▶ [LESETEXT]
>>>>>
Gegen dieses Urteil hat die Beklagte Berufung eingelegt und die Stellungnahme des Dr. P. vom 02.02.2004 vorgelegt. Danach sei zwar der Wert von 40 ppm-Jahren keine feststehende Grenze zur Krankheitsauslösung, die festgestellte beruflich bedingte Benzolexposition sei aber wahrscheinlich nicht ursächlich für die Entwicklung des myelodysplastischen Syndroms. Die Belastung durch den Nikotinkonsum des D. sei im Vergleich zur beruflichen Exposition um ca. 70 % höher. Zigarettenrauch enthalte eine Vielzahl an Kanzerogenen und Cokanzerogenen, so dass die Werte von 10,1 ppm-Jahren durch das Rauchen und von 6,7 ppm-Jahren durch die berufliche Belastung im Sinne zweier wesentlicher Teilursachen nicht greifen könnten. Mehr als 90 % der myelodysplastischen Syndrome hätten eine unklare, weniger als 10 % hätten eine sekundäre Ursache.
<<<<<
▶ [AUFGABEN]
1. Wie viele ppm-Jahre gehen laut Lesetext auf das Rauchen zurück?
2. Schreiben Sie aus dem Lesetext den Abschnitt von „Gegen dieses Urteil“ bis einschließlich „eine sekundäre Ursache.“ wortgetreu ab.
Die Einträge braucht man für die Bearbeitung nicht.

▶ [GEGEBENE EINTRÄGE]
>>>>>
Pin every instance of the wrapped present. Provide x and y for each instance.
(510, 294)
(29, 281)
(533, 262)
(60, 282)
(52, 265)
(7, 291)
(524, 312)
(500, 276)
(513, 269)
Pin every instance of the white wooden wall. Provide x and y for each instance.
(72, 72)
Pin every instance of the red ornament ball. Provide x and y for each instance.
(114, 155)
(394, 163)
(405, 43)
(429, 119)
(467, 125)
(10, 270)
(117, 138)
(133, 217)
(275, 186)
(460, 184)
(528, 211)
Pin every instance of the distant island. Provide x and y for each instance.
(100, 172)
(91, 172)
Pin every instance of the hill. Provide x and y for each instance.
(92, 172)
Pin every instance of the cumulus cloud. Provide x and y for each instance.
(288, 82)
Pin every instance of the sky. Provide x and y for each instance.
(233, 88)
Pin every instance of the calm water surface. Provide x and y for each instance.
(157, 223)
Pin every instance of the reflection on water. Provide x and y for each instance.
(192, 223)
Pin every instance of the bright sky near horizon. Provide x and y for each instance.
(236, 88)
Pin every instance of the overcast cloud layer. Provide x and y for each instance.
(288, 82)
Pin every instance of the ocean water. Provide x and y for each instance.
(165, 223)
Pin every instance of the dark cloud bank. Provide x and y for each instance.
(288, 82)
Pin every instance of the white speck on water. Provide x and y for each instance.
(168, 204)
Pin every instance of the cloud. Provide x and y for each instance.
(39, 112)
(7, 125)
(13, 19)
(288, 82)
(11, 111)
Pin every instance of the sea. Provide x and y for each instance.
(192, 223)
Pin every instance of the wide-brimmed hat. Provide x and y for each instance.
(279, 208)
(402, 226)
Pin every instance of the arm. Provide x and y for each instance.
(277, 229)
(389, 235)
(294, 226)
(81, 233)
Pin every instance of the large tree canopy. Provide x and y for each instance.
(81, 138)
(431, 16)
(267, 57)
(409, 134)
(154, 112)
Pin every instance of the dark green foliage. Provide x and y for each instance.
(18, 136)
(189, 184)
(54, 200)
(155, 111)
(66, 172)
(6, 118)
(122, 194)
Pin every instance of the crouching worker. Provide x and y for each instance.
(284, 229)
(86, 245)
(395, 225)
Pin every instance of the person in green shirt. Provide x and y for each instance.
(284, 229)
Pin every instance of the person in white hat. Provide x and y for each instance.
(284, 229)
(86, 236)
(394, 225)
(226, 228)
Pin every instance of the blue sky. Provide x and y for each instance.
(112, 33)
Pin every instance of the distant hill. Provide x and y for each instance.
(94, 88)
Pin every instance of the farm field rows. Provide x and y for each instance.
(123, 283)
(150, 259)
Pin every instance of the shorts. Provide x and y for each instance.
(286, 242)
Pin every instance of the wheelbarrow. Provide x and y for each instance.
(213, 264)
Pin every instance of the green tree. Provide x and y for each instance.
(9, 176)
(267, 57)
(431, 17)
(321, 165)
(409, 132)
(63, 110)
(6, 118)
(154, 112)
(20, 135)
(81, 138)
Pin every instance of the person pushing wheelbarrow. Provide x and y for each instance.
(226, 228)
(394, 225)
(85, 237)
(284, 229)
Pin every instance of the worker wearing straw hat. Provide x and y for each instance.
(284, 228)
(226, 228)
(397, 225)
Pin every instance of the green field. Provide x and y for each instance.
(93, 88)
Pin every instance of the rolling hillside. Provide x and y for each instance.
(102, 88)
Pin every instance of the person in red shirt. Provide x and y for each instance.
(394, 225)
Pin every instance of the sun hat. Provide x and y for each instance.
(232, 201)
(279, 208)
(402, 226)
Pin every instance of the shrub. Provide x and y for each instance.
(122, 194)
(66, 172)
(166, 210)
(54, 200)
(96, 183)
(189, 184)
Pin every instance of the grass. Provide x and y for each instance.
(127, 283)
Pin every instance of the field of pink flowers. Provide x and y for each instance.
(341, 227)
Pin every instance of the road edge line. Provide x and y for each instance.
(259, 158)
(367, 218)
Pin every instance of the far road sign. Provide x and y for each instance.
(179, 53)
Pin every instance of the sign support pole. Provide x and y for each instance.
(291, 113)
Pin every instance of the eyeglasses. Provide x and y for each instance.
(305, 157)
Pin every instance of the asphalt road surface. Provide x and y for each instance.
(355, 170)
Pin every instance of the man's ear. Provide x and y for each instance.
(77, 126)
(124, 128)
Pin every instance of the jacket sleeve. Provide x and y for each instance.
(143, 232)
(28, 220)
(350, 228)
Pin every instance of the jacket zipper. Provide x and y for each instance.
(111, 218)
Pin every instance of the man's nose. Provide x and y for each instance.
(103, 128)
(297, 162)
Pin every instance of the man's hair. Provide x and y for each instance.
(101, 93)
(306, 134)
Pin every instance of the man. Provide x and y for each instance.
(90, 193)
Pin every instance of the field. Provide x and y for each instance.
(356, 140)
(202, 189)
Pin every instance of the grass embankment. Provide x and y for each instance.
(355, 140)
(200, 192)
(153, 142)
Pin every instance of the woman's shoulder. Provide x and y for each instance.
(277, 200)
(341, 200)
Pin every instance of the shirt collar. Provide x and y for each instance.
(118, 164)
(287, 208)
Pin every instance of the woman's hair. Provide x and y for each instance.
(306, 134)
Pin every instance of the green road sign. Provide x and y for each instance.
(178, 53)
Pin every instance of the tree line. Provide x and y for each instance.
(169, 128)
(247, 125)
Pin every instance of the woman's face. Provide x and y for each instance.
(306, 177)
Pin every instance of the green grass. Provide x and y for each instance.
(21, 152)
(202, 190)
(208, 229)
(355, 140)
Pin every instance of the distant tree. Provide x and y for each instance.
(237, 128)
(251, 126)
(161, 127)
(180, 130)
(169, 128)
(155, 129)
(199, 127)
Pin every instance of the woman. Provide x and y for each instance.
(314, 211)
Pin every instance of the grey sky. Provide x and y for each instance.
<<<<<
▶ [LÖSUNGEN]
1. 10,1 ppm-Jahre.

2.
Gegen dieses Urteil hat die Beklagte Berufung eingelegt und die Stellungnahme des Dr. P. vom 02.02.2004 vorgelegt. Danach sei zwar der Wert von 40 ppm-Jahren keine feststehende Grenze zur Krankheitsauslösung, die festgestellte beruflich bedingte Benzolexposition sei aber wahrscheinlich nicht ursächlich für die Entwicklung des myelodysplastischen Syndroms. Die Belastung durch den Nikotinkonsum des D. sei im Vergleich zur beruflichen Exposition um ca. 70 % höher. Zigarettenrauch enthalte eine Vielzahl an Kanzerogenen und Cokanzerogenen, so dass die Werte von 10,1 ppm-Jahren durch das Rauchen und von 6,7 ppm-Jahren durch die berufliche Belastung im Sinne zweier wesentlicher Teilursachen nicht greifen könnten. Mehr als 90 % der myelodysplastischen Syndrome hätten eine unklare, weniger als 10 % hätten eine sekundäre Ursache.